> [Entries from an annotation dataset]
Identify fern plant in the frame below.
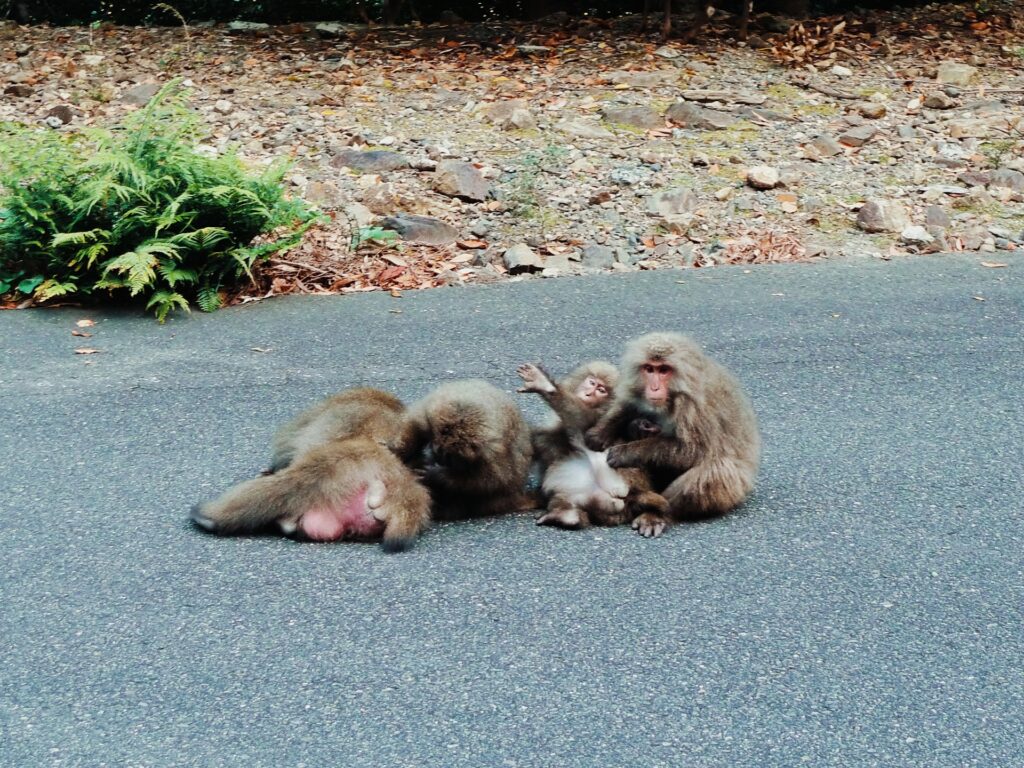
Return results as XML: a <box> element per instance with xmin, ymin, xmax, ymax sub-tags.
<box><xmin>0</xmin><ymin>81</ymin><xmax>316</xmax><ymax>322</ymax></box>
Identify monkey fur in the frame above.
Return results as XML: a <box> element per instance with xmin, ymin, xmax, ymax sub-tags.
<box><xmin>517</xmin><ymin>360</ymin><xmax>667</xmax><ymax>528</ymax></box>
<box><xmin>191</xmin><ymin>388</ymin><xmax>430</xmax><ymax>552</ymax></box>
<box><xmin>389</xmin><ymin>379</ymin><xmax>532</xmax><ymax>520</ymax></box>
<box><xmin>587</xmin><ymin>332</ymin><xmax>761</xmax><ymax>537</ymax></box>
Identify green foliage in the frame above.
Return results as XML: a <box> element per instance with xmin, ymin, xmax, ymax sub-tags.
<box><xmin>0</xmin><ymin>82</ymin><xmax>315</xmax><ymax>321</ymax></box>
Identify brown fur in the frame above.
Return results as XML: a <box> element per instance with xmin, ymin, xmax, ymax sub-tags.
<box><xmin>587</xmin><ymin>333</ymin><xmax>761</xmax><ymax>535</ymax></box>
<box><xmin>519</xmin><ymin>360</ymin><xmax>668</xmax><ymax>528</ymax></box>
<box><xmin>390</xmin><ymin>379</ymin><xmax>532</xmax><ymax>519</ymax></box>
<box><xmin>193</xmin><ymin>388</ymin><xmax>430</xmax><ymax>551</ymax></box>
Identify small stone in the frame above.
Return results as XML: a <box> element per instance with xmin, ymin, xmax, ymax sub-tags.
<box><xmin>46</xmin><ymin>104</ymin><xmax>75</xmax><ymax>125</ymax></box>
<box><xmin>582</xmin><ymin>244</ymin><xmax>615</xmax><ymax>269</ymax></box>
<box><xmin>502</xmin><ymin>243</ymin><xmax>544</xmax><ymax>274</ymax></box>
<box><xmin>432</xmin><ymin>160</ymin><xmax>490</xmax><ymax>203</ymax></box>
<box><xmin>925</xmin><ymin>205</ymin><xmax>950</xmax><ymax>229</ymax></box>
<box><xmin>601</xmin><ymin>106</ymin><xmax>665</xmax><ymax>131</ymax></box>
<box><xmin>935</xmin><ymin>61</ymin><xmax>978</xmax><ymax>85</ymax></box>
<box><xmin>857</xmin><ymin>102</ymin><xmax>886</xmax><ymax>120</ymax></box>
<box><xmin>839</xmin><ymin>125</ymin><xmax>877</xmax><ymax>146</ymax></box>
<box><xmin>121</xmin><ymin>83</ymin><xmax>161</xmax><ymax>106</ymax></box>
<box><xmin>857</xmin><ymin>200</ymin><xmax>910</xmax><ymax>232</ymax></box>
<box><xmin>555</xmin><ymin>119</ymin><xmax>614</xmax><ymax>138</ymax></box>
<box><xmin>921</xmin><ymin>91</ymin><xmax>956</xmax><ymax>110</ymax></box>
<box><xmin>331</xmin><ymin>150</ymin><xmax>409</xmax><ymax>173</ymax></box>
<box><xmin>381</xmin><ymin>213</ymin><xmax>459</xmax><ymax>246</ymax></box>
<box><xmin>746</xmin><ymin>165</ymin><xmax>779</xmax><ymax>189</ymax></box>
<box><xmin>810</xmin><ymin>134</ymin><xmax>844</xmax><ymax>158</ymax></box>
<box><xmin>899</xmin><ymin>224</ymin><xmax>935</xmax><ymax>246</ymax></box>
<box><xmin>645</xmin><ymin>186</ymin><xmax>699</xmax><ymax>216</ymax></box>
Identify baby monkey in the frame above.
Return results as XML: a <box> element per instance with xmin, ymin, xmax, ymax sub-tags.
<box><xmin>516</xmin><ymin>360</ymin><xmax>665</xmax><ymax>528</ymax></box>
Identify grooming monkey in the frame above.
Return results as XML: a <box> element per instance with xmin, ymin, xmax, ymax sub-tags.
<box><xmin>191</xmin><ymin>388</ymin><xmax>430</xmax><ymax>552</ymax></box>
<box><xmin>389</xmin><ymin>379</ymin><xmax>532</xmax><ymax>520</ymax></box>
<box><xmin>517</xmin><ymin>360</ymin><xmax>666</xmax><ymax>528</ymax></box>
<box><xmin>587</xmin><ymin>333</ymin><xmax>761</xmax><ymax>537</ymax></box>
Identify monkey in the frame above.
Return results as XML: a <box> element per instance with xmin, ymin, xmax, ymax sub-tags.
<box><xmin>586</xmin><ymin>332</ymin><xmax>761</xmax><ymax>538</ymax></box>
<box><xmin>516</xmin><ymin>360</ymin><xmax>667</xmax><ymax>528</ymax></box>
<box><xmin>388</xmin><ymin>379</ymin><xmax>534</xmax><ymax>520</ymax></box>
<box><xmin>191</xmin><ymin>388</ymin><xmax>430</xmax><ymax>552</ymax></box>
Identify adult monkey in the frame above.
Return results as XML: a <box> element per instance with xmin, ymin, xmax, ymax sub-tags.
<box><xmin>587</xmin><ymin>332</ymin><xmax>761</xmax><ymax>538</ymax></box>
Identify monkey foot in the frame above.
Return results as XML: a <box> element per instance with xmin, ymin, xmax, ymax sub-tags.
<box><xmin>633</xmin><ymin>512</ymin><xmax>669</xmax><ymax>539</ymax></box>
<box><xmin>537</xmin><ymin>509</ymin><xmax>583</xmax><ymax>528</ymax></box>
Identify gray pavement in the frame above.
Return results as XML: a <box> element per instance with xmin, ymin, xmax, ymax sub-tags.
<box><xmin>0</xmin><ymin>255</ymin><xmax>1024</xmax><ymax>768</ymax></box>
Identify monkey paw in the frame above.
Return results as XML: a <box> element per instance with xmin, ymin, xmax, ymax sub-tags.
<box><xmin>633</xmin><ymin>512</ymin><xmax>669</xmax><ymax>539</ymax></box>
<box><xmin>515</xmin><ymin>362</ymin><xmax>555</xmax><ymax>392</ymax></box>
<box><xmin>537</xmin><ymin>509</ymin><xmax>583</xmax><ymax>528</ymax></box>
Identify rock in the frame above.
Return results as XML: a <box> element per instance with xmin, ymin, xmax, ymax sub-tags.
<box><xmin>899</xmin><ymin>224</ymin><xmax>935</xmax><ymax>246</ymax></box>
<box><xmin>46</xmin><ymin>104</ymin><xmax>75</xmax><ymax>125</ymax></box>
<box><xmin>601</xmin><ymin>105</ymin><xmax>665</xmax><ymax>131</ymax></box>
<box><xmin>582</xmin><ymin>244</ymin><xmax>615</xmax><ymax>269</ymax></box>
<box><xmin>746</xmin><ymin>165</ymin><xmax>779</xmax><ymax>189</ymax></box>
<box><xmin>483</xmin><ymin>98</ymin><xmax>537</xmax><ymax>131</ymax></box>
<box><xmin>839</xmin><ymin>125</ymin><xmax>878</xmax><ymax>146</ymax></box>
<box><xmin>811</xmin><ymin>133</ymin><xmax>845</xmax><ymax>158</ymax></box>
<box><xmin>857</xmin><ymin>200</ymin><xmax>910</xmax><ymax>232</ymax></box>
<box><xmin>502</xmin><ymin>243</ymin><xmax>544</xmax><ymax>274</ymax></box>
<box><xmin>857</xmin><ymin>102</ymin><xmax>886</xmax><ymax>120</ymax></box>
<box><xmin>380</xmin><ymin>213</ymin><xmax>459</xmax><ymax>246</ymax></box>
<box><xmin>432</xmin><ymin>160</ymin><xmax>490</xmax><ymax>203</ymax></box>
<box><xmin>227</xmin><ymin>22</ymin><xmax>270</xmax><ymax>33</ymax></box>
<box><xmin>645</xmin><ymin>186</ymin><xmax>699</xmax><ymax>216</ymax></box>
<box><xmin>331</xmin><ymin>150</ymin><xmax>409</xmax><ymax>173</ymax></box>
<box><xmin>988</xmin><ymin>168</ymin><xmax>1024</xmax><ymax>194</ymax></box>
<box><xmin>925</xmin><ymin>206</ymin><xmax>951</xmax><ymax>229</ymax></box>
<box><xmin>121</xmin><ymin>83</ymin><xmax>161</xmax><ymax>106</ymax></box>
<box><xmin>555</xmin><ymin>119</ymin><xmax>615</xmax><ymax>138</ymax></box>
<box><xmin>935</xmin><ymin>61</ymin><xmax>978</xmax><ymax>85</ymax></box>
<box><xmin>921</xmin><ymin>91</ymin><xmax>956</xmax><ymax>110</ymax></box>
<box><xmin>665</xmin><ymin>101</ymin><xmax>736</xmax><ymax>130</ymax></box>
<box><xmin>605</xmin><ymin>69</ymin><xmax>679</xmax><ymax>88</ymax></box>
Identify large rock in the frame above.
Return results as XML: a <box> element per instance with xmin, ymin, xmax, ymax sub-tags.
<box><xmin>502</xmin><ymin>243</ymin><xmax>544</xmax><ymax>274</ymax></box>
<box><xmin>432</xmin><ymin>160</ymin><xmax>490</xmax><ymax>203</ymax></box>
<box><xmin>331</xmin><ymin>150</ymin><xmax>409</xmax><ymax>173</ymax></box>
<box><xmin>645</xmin><ymin>186</ymin><xmax>700</xmax><ymax>216</ymax></box>
<box><xmin>935</xmin><ymin>61</ymin><xmax>978</xmax><ymax>85</ymax></box>
<box><xmin>601</xmin><ymin>105</ymin><xmax>665</xmax><ymax>131</ymax></box>
<box><xmin>380</xmin><ymin>213</ymin><xmax>459</xmax><ymax>246</ymax></box>
<box><xmin>665</xmin><ymin>101</ymin><xmax>736</xmax><ymax>130</ymax></box>
<box><xmin>857</xmin><ymin>200</ymin><xmax>910</xmax><ymax>232</ymax></box>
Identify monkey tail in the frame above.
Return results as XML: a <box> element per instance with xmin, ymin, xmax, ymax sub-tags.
<box><xmin>663</xmin><ymin>459</ymin><xmax>754</xmax><ymax>519</ymax></box>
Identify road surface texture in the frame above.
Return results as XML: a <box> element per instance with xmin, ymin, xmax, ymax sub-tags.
<box><xmin>0</xmin><ymin>255</ymin><xmax>1024</xmax><ymax>768</ymax></box>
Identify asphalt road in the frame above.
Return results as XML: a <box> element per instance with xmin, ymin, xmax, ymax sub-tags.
<box><xmin>0</xmin><ymin>255</ymin><xmax>1024</xmax><ymax>768</ymax></box>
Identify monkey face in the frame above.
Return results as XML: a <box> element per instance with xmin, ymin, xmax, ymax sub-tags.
<box><xmin>639</xmin><ymin>360</ymin><xmax>676</xmax><ymax>406</ymax></box>
<box><xmin>575</xmin><ymin>376</ymin><xmax>609</xmax><ymax>408</ymax></box>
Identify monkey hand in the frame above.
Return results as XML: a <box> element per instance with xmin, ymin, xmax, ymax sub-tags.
<box><xmin>583</xmin><ymin>427</ymin><xmax>608</xmax><ymax>451</ymax></box>
<box><xmin>606</xmin><ymin>445</ymin><xmax>633</xmax><ymax>469</ymax></box>
<box><xmin>515</xmin><ymin>362</ymin><xmax>555</xmax><ymax>393</ymax></box>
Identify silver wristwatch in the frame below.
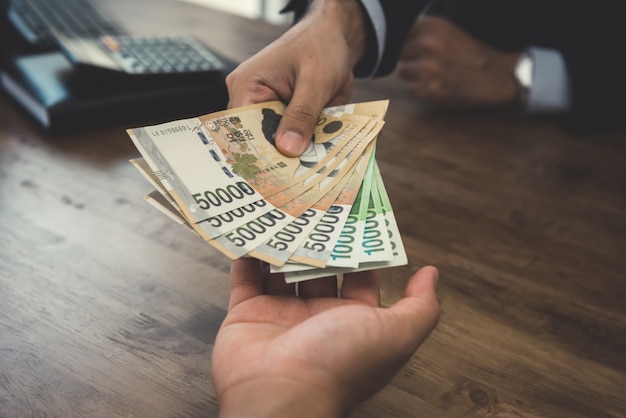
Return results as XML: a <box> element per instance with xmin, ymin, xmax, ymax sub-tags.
<box><xmin>513</xmin><ymin>50</ymin><xmax>533</xmax><ymax>108</ymax></box>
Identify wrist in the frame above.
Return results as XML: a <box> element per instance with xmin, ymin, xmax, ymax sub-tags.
<box><xmin>214</xmin><ymin>379</ymin><xmax>342</xmax><ymax>418</ymax></box>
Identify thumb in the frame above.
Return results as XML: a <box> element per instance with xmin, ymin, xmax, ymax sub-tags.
<box><xmin>276</xmin><ymin>83</ymin><xmax>326</xmax><ymax>157</ymax></box>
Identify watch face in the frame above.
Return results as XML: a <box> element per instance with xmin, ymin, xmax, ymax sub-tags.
<box><xmin>515</xmin><ymin>54</ymin><xmax>533</xmax><ymax>88</ymax></box>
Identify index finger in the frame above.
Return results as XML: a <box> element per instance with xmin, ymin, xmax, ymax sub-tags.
<box><xmin>341</xmin><ymin>270</ymin><xmax>380</xmax><ymax>307</ymax></box>
<box><xmin>228</xmin><ymin>257</ymin><xmax>263</xmax><ymax>310</ymax></box>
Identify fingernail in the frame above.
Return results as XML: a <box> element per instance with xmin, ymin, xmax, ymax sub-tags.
<box><xmin>280</xmin><ymin>131</ymin><xmax>307</xmax><ymax>156</ymax></box>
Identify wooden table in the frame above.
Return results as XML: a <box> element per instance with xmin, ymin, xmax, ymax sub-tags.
<box><xmin>0</xmin><ymin>0</ymin><xmax>626</xmax><ymax>418</ymax></box>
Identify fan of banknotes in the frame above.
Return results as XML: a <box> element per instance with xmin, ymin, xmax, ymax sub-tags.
<box><xmin>127</xmin><ymin>100</ymin><xmax>407</xmax><ymax>282</ymax></box>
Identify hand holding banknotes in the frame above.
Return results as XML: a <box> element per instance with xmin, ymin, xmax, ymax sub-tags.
<box><xmin>226</xmin><ymin>1</ymin><xmax>365</xmax><ymax>157</ymax></box>
<box><xmin>212</xmin><ymin>258</ymin><xmax>439</xmax><ymax>418</ymax></box>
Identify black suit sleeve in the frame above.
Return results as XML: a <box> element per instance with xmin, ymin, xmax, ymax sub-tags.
<box><xmin>282</xmin><ymin>0</ymin><xmax>424</xmax><ymax>77</ymax></box>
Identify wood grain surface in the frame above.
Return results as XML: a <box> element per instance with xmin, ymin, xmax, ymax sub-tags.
<box><xmin>0</xmin><ymin>0</ymin><xmax>626</xmax><ymax>418</ymax></box>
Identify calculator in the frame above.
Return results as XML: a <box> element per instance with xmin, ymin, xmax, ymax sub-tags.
<box><xmin>53</xmin><ymin>32</ymin><xmax>227</xmax><ymax>75</ymax></box>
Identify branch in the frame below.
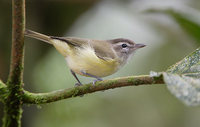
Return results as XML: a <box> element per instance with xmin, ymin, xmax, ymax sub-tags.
<box><xmin>22</xmin><ymin>76</ymin><xmax>164</xmax><ymax>104</ymax></box>
<box><xmin>0</xmin><ymin>80</ymin><xmax>8</xmax><ymax>101</ymax></box>
<box><xmin>3</xmin><ymin>0</ymin><xmax>25</xmax><ymax>127</ymax></box>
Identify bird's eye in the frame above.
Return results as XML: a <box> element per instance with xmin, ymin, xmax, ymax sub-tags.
<box><xmin>122</xmin><ymin>44</ymin><xmax>127</xmax><ymax>48</ymax></box>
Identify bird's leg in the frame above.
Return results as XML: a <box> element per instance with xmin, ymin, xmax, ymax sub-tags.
<box><xmin>81</xmin><ymin>71</ymin><xmax>103</xmax><ymax>85</ymax></box>
<box><xmin>70</xmin><ymin>70</ymin><xmax>82</xmax><ymax>86</ymax></box>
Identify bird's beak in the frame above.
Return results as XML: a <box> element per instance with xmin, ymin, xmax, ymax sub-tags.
<box><xmin>134</xmin><ymin>44</ymin><xmax>146</xmax><ymax>49</ymax></box>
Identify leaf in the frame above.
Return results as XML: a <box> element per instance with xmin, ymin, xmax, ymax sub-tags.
<box><xmin>163</xmin><ymin>48</ymin><xmax>200</xmax><ymax>105</ymax></box>
<box><xmin>147</xmin><ymin>9</ymin><xmax>200</xmax><ymax>44</ymax></box>
<box><xmin>167</xmin><ymin>48</ymin><xmax>200</xmax><ymax>78</ymax></box>
<box><xmin>163</xmin><ymin>73</ymin><xmax>200</xmax><ymax>106</ymax></box>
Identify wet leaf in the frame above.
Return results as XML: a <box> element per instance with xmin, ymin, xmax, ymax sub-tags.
<box><xmin>163</xmin><ymin>73</ymin><xmax>200</xmax><ymax>106</ymax></box>
<box><xmin>146</xmin><ymin>9</ymin><xmax>200</xmax><ymax>44</ymax></box>
<box><xmin>163</xmin><ymin>48</ymin><xmax>200</xmax><ymax>105</ymax></box>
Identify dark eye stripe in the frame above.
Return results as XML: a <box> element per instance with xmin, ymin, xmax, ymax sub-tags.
<box><xmin>122</xmin><ymin>44</ymin><xmax>127</xmax><ymax>48</ymax></box>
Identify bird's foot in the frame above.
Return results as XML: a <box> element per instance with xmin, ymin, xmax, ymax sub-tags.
<box><xmin>92</xmin><ymin>78</ymin><xmax>103</xmax><ymax>86</ymax></box>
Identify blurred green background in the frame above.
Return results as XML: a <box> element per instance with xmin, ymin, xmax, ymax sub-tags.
<box><xmin>0</xmin><ymin>0</ymin><xmax>200</xmax><ymax>127</ymax></box>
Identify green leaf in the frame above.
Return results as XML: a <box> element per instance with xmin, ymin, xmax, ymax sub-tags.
<box><xmin>147</xmin><ymin>9</ymin><xmax>200</xmax><ymax>44</ymax></box>
<box><xmin>163</xmin><ymin>48</ymin><xmax>200</xmax><ymax>105</ymax></box>
<box><xmin>163</xmin><ymin>73</ymin><xmax>200</xmax><ymax>106</ymax></box>
<box><xmin>167</xmin><ymin>48</ymin><xmax>200</xmax><ymax>78</ymax></box>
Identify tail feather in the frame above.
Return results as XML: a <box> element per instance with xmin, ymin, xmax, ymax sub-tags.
<box><xmin>24</xmin><ymin>29</ymin><xmax>52</xmax><ymax>44</ymax></box>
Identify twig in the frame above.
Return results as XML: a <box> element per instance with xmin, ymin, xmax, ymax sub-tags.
<box><xmin>0</xmin><ymin>80</ymin><xmax>8</xmax><ymax>101</ymax></box>
<box><xmin>22</xmin><ymin>76</ymin><xmax>163</xmax><ymax>104</ymax></box>
<box><xmin>3</xmin><ymin>0</ymin><xmax>25</xmax><ymax>127</ymax></box>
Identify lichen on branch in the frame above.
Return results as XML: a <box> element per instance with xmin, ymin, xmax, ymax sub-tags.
<box><xmin>22</xmin><ymin>75</ymin><xmax>164</xmax><ymax>104</ymax></box>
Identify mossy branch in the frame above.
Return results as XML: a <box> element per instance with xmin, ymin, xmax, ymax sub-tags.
<box><xmin>22</xmin><ymin>75</ymin><xmax>164</xmax><ymax>104</ymax></box>
<box><xmin>3</xmin><ymin>0</ymin><xmax>25</xmax><ymax>127</ymax></box>
<box><xmin>0</xmin><ymin>80</ymin><xmax>8</xmax><ymax>101</ymax></box>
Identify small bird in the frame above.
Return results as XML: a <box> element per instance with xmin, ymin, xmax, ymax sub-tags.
<box><xmin>25</xmin><ymin>29</ymin><xmax>146</xmax><ymax>85</ymax></box>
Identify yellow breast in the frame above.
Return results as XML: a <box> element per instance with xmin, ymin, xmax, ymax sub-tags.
<box><xmin>66</xmin><ymin>47</ymin><xmax>119</xmax><ymax>77</ymax></box>
<box><xmin>52</xmin><ymin>40</ymin><xmax>119</xmax><ymax>77</ymax></box>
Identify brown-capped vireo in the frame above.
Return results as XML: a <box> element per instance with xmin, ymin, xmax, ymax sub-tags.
<box><xmin>25</xmin><ymin>30</ymin><xmax>145</xmax><ymax>85</ymax></box>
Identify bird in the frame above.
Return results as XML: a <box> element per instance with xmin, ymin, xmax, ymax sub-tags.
<box><xmin>24</xmin><ymin>29</ymin><xmax>146</xmax><ymax>86</ymax></box>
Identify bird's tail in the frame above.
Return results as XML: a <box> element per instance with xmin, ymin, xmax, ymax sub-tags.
<box><xmin>24</xmin><ymin>29</ymin><xmax>52</xmax><ymax>44</ymax></box>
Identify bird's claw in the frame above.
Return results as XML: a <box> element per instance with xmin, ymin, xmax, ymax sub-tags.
<box><xmin>92</xmin><ymin>78</ymin><xmax>103</xmax><ymax>86</ymax></box>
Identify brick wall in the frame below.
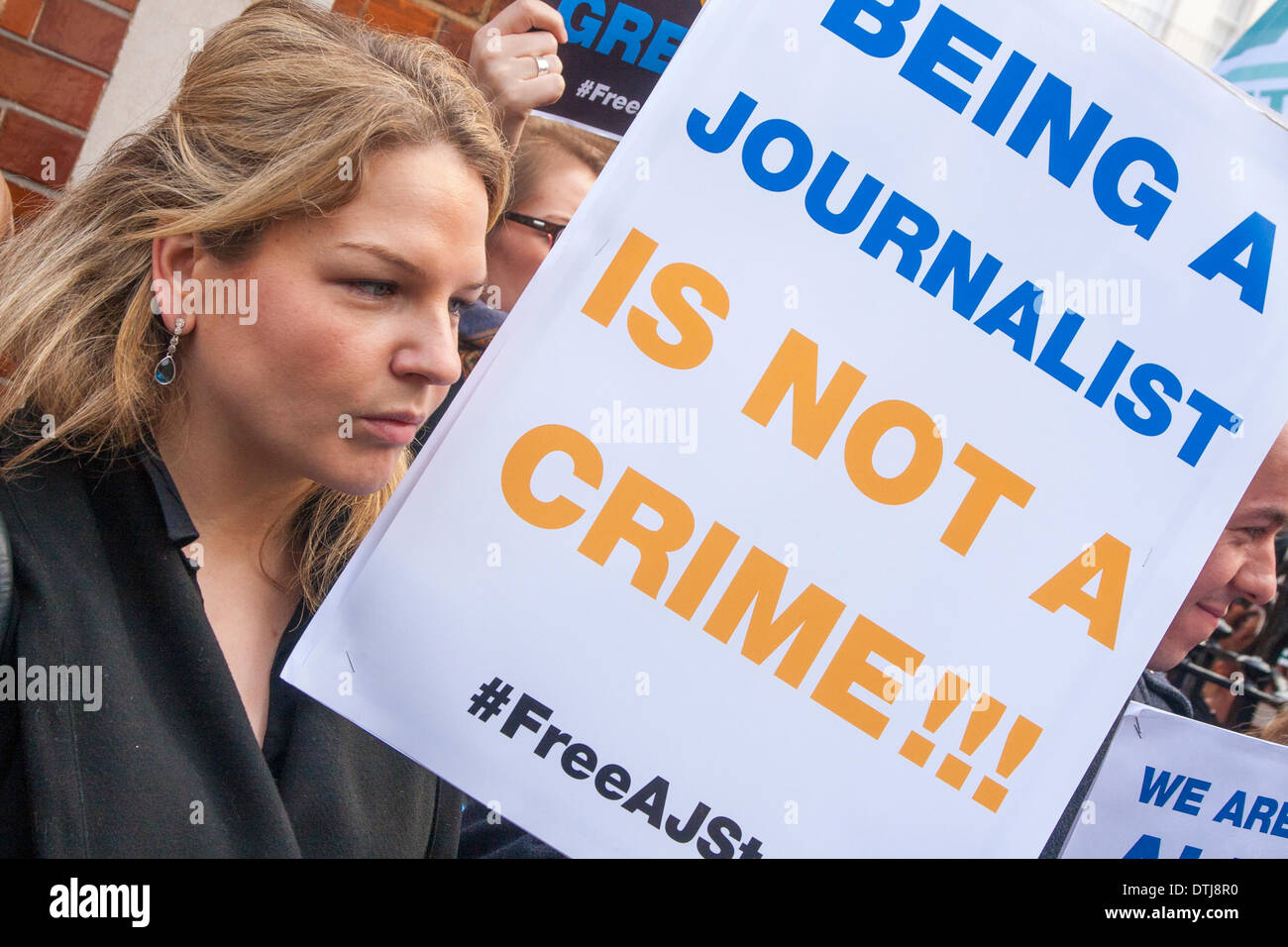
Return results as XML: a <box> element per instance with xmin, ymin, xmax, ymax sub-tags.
<box><xmin>0</xmin><ymin>0</ymin><xmax>512</xmax><ymax>228</ymax></box>
<box><xmin>0</xmin><ymin>0</ymin><xmax>138</xmax><ymax>225</ymax></box>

> [Written problem]
Find every line in the listing above that contains the word "leaf", and copy each of those lines.

> [Exercise response]
Identify leaf in the frame above.
Identify wet leaf in the frame above.
Identify green leaf in the frame above.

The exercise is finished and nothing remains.